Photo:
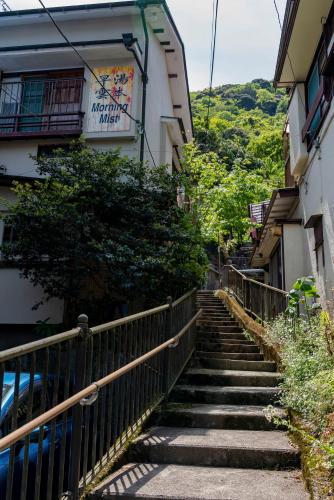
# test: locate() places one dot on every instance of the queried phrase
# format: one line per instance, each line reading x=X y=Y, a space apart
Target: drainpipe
x=145 y=81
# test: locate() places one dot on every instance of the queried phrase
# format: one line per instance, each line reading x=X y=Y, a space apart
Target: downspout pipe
x=145 y=80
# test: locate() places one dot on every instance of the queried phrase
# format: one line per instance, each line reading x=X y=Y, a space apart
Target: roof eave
x=289 y=21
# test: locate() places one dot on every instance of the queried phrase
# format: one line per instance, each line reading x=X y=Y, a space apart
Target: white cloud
x=247 y=41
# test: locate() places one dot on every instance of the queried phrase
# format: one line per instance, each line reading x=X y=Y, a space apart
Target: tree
x=103 y=226
x=223 y=195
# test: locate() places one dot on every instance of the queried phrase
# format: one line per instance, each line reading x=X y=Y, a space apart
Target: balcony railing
x=262 y=301
x=41 y=107
x=91 y=390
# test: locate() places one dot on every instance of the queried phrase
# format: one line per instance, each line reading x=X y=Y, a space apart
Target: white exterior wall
x=294 y=255
x=17 y=296
x=316 y=181
x=159 y=102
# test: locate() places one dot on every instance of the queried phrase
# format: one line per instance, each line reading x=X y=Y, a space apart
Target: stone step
x=148 y=481
x=205 y=376
x=215 y=448
x=219 y=335
x=241 y=417
x=212 y=323
x=218 y=328
x=208 y=338
x=215 y=310
x=215 y=346
x=219 y=317
x=258 y=396
x=248 y=356
x=235 y=364
x=224 y=321
x=212 y=304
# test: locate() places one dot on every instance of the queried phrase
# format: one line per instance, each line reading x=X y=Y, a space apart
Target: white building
x=49 y=96
x=298 y=235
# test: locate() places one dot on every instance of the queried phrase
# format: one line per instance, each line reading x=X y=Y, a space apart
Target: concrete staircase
x=212 y=440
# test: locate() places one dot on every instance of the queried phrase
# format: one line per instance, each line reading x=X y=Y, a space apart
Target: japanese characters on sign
x=109 y=100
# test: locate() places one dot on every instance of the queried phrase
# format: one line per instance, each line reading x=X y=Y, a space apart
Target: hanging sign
x=106 y=113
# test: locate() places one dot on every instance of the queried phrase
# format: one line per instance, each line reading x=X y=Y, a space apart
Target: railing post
x=168 y=335
x=79 y=384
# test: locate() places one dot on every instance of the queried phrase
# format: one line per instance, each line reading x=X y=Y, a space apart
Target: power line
x=60 y=31
x=288 y=55
x=5 y=6
x=212 y=56
x=22 y=106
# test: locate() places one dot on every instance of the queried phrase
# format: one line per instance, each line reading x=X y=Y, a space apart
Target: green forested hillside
x=237 y=160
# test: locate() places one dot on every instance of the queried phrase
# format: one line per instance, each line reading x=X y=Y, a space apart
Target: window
x=316 y=223
x=50 y=150
x=8 y=235
x=316 y=96
x=318 y=234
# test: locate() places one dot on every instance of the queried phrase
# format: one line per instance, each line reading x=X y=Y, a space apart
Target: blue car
x=7 y=408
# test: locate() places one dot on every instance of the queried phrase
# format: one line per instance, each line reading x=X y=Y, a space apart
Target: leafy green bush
x=308 y=367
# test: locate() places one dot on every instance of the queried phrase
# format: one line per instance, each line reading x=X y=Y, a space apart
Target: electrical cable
x=288 y=56
x=212 y=57
x=90 y=69
x=22 y=106
x=5 y=6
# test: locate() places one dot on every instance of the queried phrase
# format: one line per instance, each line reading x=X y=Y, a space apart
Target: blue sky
x=247 y=40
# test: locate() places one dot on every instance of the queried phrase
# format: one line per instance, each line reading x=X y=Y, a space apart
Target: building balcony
x=41 y=107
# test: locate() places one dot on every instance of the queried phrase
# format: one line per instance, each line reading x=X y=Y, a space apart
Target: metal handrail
x=183 y=298
x=57 y=410
x=128 y=319
x=263 y=302
x=263 y=285
x=36 y=345
x=24 y=349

___

WRITTEN PROBLEM =
Except for the pictures, give all the material above again verbatim.

EXERCISE OUTPUT =
Photo:
# test: locate() places one dot on every instance of the queried phrase
# format: one line per instance, each line reading x=X y=Y, a space apart
Target: drainpipe
x=145 y=81
# test: locate() places one dot on every instance of the queried phrase
# format: one line per instance, each line reading x=X y=Y, a space apart
Target: downspout pipe
x=145 y=80
# test: locate() places one dot on every instance of the queried phrase
# format: one line per instance, each line reading x=X y=Y, a space apart
Target: roof eave
x=289 y=21
# test: locate() places one dot on every instance of the queried phrase
# format: one line per instance, each line reading x=X y=Y, a space apart
Target: white cloud
x=247 y=41
# test: locate() places one dot on every instance of the queried phrase
# format: one line per instance, each line reading x=X y=Y, a space apart
Target: tree
x=103 y=226
x=223 y=195
# test: locate() places one dot on every instance of the queried phrase
# format: one line per instance, each line reading x=X y=Y, a space apart
Target: balcony railing
x=262 y=301
x=41 y=107
x=91 y=390
# test: locate() places one dot on every instance of the queried phrase
# format: one line per instance, each line reading x=X y=Y, a space apart
Target: white exterior wall
x=294 y=255
x=17 y=296
x=316 y=181
x=159 y=102
# test: locate() places one dot on every instance of the queried phrase
# format: one line per instance, each line reading x=X y=Y, a space apart
Target: stone step
x=148 y=481
x=205 y=376
x=215 y=448
x=219 y=335
x=241 y=417
x=212 y=323
x=218 y=328
x=208 y=338
x=215 y=310
x=215 y=346
x=219 y=317
x=258 y=396
x=248 y=356
x=235 y=364
x=224 y=321
x=212 y=304
# test: locate() places one dot on every instance of the queried phrase
# format: one line per instance, each line reading x=X y=Y, a space apart
Target: white building
x=49 y=96
x=298 y=235
# test: locate() places one dot on every instance of the queried phrase
# format: one line per instance, each line reading x=X y=Y, a space apart
Target: concrete staircase
x=212 y=440
# test: locate() places one dot on every instance of the queried phrase
# format: one line per instance, each line reading x=X y=Y, a space apart
Target: japanese characters on sign
x=109 y=100
# test: locate() places one dot on every instance of the queried phrase
# format: one line per instance, each line reading x=X y=Y, a space apart
Target: hanging sign
x=106 y=113
# test: locate() places one dot on every instance of the queried phrase
# format: one line per instance, each line reading x=X y=Y, a space apart
Target: railing post
x=168 y=335
x=79 y=384
# test: locate() places one dot on every instance of the queried phrase
# format: one line per instance, each line reading x=X y=Y, a space apart
Target: power line
x=60 y=31
x=288 y=55
x=5 y=6
x=212 y=56
x=22 y=106
# test: locate() places one dot on every instance of the queried phrase
# format: one line per instance, each line reading x=X y=Y, a space apart
Target: green forested hillside
x=237 y=160
# test: locate() places one dot on every instance of the queried phrase
# format: one line per instance, each line reading x=X y=Y, a space apart
Target: window
x=316 y=223
x=50 y=150
x=8 y=235
x=316 y=96
x=318 y=234
# test: locate() places one dot on every instance of the queried phrase
# format: one line per instance, each line reading x=X y=Y, a space apart
Target: blue car
x=7 y=408
# test: locate() places one dot on every instance of the queried phrase
# format: one line per instance, each line reading x=X y=Y, a space apart
Target: leafy green bush
x=308 y=367
# test: locate() places one dot on every instance of the queried phrase
# format: one line per instance, each line reading x=X y=Y, a space apart
Target: electrical cable
x=288 y=56
x=212 y=57
x=90 y=69
x=22 y=106
x=5 y=6
# test: locate() places one dot on every instance of the queried phrase
# format: one line per instance, each line reading x=X y=Y, a space apart
Target: blue sky
x=247 y=40
# test: locate() places one dot on every instance of the queried phrase
# format: one line per instance, each line reading x=X y=Y, a space apart
Target: building balcony
x=41 y=107
# test: locate() places one dot on every instance of the queried phrase
# format: one line per instance, each line reading x=X y=Y, a space apart
Target: metal handrail
x=183 y=298
x=57 y=410
x=128 y=319
x=263 y=302
x=263 y=285
x=36 y=345
x=24 y=349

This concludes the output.